**TASK TO CARRY OUT**
Collect every line below that contains the word "door".

**RECORDS SUPPLIED**
____

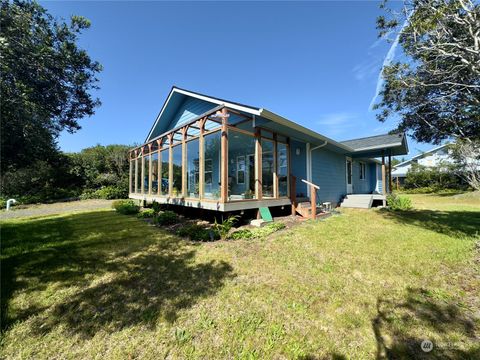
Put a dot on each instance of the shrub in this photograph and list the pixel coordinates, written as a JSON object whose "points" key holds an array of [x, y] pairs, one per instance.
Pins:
{"points": [[224, 228], [126, 207], [146, 214], [398, 203], [258, 232], [106, 192], [198, 233], [166, 218]]}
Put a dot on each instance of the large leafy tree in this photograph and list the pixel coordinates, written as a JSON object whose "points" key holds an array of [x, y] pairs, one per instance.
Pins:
{"points": [[46, 82], [435, 86]]}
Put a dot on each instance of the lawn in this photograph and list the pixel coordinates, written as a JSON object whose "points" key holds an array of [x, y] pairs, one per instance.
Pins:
{"points": [[363, 284]]}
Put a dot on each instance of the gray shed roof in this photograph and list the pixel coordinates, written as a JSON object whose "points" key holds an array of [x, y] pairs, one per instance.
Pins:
{"points": [[394, 144]]}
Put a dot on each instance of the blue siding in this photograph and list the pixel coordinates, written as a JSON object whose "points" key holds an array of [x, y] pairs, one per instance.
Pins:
{"points": [[329, 172], [188, 110], [299, 165]]}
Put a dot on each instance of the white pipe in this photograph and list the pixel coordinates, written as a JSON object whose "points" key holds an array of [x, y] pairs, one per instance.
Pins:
{"points": [[10, 202]]}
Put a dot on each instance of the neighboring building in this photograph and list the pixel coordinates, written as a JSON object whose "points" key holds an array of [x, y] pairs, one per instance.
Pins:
{"points": [[220, 155], [430, 158]]}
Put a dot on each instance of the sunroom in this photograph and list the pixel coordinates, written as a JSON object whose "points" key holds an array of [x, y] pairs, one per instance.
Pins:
{"points": [[219, 160]]}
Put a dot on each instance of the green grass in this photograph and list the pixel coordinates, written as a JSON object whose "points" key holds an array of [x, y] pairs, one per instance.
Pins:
{"points": [[360, 285]]}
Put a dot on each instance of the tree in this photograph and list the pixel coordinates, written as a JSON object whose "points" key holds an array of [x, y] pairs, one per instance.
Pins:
{"points": [[45, 84], [435, 88]]}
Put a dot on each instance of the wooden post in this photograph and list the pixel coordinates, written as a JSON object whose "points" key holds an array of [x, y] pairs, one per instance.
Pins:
{"points": [[275, 167], [258, 165], [293, 193], [150, 169], [384, 185], [170, 165], [159, 166], [390, 185], [184, 160], [224, 158], [130, 172], [136, 173], [201, 160]]}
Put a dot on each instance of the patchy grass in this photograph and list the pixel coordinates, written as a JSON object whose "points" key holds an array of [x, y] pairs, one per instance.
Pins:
{"points": [[363, 284]]}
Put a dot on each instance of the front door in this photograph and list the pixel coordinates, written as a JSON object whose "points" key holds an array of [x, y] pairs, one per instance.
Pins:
{"points": [[349, 176]]}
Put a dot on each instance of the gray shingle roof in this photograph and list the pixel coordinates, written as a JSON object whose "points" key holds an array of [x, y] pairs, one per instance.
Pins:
{"points": [[372, 142]]}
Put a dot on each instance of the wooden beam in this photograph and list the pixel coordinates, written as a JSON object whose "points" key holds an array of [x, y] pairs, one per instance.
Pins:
{"points": [[384, 184], [313, 193], [224, 158], [170, 165], [184, 161], [201, 160], [390, 185], [258, 165], [275, 167]]}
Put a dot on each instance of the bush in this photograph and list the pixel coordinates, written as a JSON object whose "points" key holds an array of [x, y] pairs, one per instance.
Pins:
{"points": [[126, 207], [166, 218], [398, 203], [146, 214], [106, 192], [258, 232], [198, 233]]}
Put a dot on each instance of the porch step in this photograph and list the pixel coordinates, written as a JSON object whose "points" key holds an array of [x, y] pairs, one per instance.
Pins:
{"points": [[363, 201]]}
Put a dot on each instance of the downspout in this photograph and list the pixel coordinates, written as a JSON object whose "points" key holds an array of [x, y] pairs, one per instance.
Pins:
{"points": [[309, 162]]}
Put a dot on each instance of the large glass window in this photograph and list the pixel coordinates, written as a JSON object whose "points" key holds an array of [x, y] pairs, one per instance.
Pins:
{"points": [[177, 171], [282, 171], [193, 163], [155, 172], [241, 166], [164, 171], [212, 150], [138, 178], [268, 168], [132, 176], [146, 167]]}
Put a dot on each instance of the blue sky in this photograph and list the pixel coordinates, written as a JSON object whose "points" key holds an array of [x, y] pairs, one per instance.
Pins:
{"points": [[316, 63]]}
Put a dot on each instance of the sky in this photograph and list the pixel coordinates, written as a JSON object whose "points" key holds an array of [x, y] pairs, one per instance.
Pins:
{"points": [[315, 63]]}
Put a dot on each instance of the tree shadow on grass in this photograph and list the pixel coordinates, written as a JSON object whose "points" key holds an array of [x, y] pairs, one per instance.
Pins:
{"points": [[452, 223], [118, 272], [397, 321]]}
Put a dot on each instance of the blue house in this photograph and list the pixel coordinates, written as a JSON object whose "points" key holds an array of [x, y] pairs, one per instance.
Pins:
{"points": [[220, 155]]}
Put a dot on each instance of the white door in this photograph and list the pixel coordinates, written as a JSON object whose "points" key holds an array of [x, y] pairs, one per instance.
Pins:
{"points": [[349, 176]]}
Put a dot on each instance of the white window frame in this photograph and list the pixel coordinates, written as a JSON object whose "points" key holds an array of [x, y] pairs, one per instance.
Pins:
{"points": [[363, 170]]}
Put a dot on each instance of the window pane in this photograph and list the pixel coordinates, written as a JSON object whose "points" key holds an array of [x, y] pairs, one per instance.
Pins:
{"points": [[241, 185], [212, 144], [155, 173], [132, 176], [267, 168], [193, 168], [139, 175], [146, 165], [164, 172], [177, 171], [282, 163]]}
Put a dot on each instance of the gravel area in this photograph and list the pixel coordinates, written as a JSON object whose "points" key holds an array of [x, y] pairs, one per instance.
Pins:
{"points": [[55, 208]]}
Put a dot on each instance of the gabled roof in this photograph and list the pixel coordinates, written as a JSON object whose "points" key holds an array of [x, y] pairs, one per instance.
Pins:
{"points": [[396, 144], [431, 151]]}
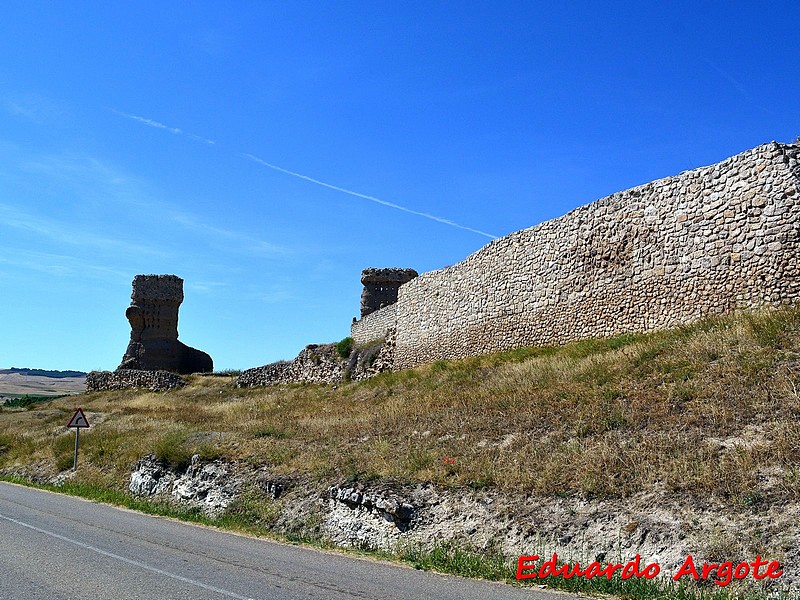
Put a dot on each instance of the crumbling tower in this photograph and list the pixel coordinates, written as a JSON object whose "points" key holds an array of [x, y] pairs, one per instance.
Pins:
{"points": [[380, 287], [153, 315]]}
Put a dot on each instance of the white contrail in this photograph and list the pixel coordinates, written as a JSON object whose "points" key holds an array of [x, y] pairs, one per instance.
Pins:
{"points": [[366, 197], [175, 130], [149, 122]]}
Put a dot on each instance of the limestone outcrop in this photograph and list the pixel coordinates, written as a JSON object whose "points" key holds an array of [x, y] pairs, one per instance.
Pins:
{"points": [[153, 315]]}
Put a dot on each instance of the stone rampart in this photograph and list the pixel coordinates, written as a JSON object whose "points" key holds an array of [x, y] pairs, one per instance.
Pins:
{"points": [[375, 325], [124, 379], [706, 241]]}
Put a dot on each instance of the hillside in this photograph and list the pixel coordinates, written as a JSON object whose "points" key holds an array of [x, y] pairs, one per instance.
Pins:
{"points": [[683, 441], [16, 382]]}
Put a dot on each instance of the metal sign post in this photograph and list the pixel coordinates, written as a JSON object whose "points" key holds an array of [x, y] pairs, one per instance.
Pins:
{"points": [[78, 421]]}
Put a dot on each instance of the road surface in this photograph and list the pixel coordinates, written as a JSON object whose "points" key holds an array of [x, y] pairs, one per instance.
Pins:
{"points": [[56, 547]]}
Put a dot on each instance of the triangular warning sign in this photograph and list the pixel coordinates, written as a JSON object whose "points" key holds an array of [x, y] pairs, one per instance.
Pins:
{"points": [[78, 419]]}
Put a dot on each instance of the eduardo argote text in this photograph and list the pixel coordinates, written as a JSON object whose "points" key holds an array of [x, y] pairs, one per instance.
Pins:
{"points": [[720, 573]]}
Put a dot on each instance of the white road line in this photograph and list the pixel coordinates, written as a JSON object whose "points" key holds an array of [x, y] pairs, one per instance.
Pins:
{"points": [[129, 561]]}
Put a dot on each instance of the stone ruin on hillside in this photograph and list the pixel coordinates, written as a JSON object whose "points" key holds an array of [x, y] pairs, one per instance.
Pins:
{"points": [[153, 315], [380, 287]]}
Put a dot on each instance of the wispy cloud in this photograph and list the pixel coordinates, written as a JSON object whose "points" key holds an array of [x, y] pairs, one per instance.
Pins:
{"points": [[249, 243], [148, 122], [68, 233], [366, 197], [448, 222], [158, 125], [59, 265], [108, 189]]}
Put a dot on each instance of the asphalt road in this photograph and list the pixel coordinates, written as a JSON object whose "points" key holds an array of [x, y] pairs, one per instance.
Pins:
{"points": [[55, 547]]}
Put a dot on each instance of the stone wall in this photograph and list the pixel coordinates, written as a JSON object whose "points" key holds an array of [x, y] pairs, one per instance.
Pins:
{"points": [[665, 253], [375, 325], [124, 379]]}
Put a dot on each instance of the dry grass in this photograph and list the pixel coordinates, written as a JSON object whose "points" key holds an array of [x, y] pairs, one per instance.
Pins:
{"points": [[710, 408]]}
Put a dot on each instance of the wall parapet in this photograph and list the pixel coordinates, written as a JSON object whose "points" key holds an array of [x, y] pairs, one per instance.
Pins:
{"points": [[125, 379], [375, 325], [659, 255]]}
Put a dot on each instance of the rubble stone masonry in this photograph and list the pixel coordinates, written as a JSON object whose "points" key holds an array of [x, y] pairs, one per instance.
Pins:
{"points": [[659, 255]]}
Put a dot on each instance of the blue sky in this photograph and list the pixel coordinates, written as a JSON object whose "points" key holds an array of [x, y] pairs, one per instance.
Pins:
{"points": [[194, 138]]}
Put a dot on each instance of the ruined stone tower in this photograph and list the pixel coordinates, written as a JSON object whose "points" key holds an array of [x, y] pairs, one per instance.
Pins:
{"points": [[153, 315], [380, 287]]}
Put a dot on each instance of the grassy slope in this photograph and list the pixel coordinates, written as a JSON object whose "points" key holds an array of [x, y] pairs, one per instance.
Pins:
{"points": [[707, 410]]}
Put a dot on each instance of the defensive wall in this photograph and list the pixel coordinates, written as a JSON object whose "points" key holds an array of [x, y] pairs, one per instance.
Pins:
{"points": [[706, 241], [375, 325]]}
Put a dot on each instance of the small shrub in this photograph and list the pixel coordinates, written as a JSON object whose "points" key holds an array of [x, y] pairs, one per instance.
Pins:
{"points": [[171, 450], [64, 452], [269, 431], [345, 347]]}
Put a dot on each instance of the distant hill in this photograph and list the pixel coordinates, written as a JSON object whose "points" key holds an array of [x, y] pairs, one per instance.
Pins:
{"points": [[42, 373], [15, 382]]}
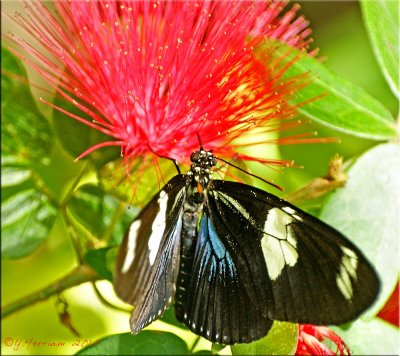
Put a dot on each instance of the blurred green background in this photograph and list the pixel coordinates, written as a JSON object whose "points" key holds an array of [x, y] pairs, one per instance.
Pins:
{"points": [[339, 33]]}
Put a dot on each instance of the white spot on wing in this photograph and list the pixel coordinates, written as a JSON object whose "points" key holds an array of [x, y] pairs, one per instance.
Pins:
{"points": [[130, 249], [289, 210], [278, 243], [158, 227], [348, 268]]}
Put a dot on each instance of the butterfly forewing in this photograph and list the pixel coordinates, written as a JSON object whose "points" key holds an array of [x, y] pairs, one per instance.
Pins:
{"points": [[314, 273], [147, 264]]}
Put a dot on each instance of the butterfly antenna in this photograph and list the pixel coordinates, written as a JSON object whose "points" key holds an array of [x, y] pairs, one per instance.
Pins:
{"points": [[251, 174]]}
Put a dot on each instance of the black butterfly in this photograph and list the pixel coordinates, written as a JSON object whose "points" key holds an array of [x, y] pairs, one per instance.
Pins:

____

**SOLVED PROBLEM**
Put a dot on each instance of the front door in this photograph and list the pixel coordinates, written as a JSON object whose "points" key holds an array of [x, y] pairs, one per instance.
Put a dot on each instance of the white door in this photograph and list the pixel coordinates, written as a JSON object whose "points" key holds an array of [x, y] pairs, one per instance.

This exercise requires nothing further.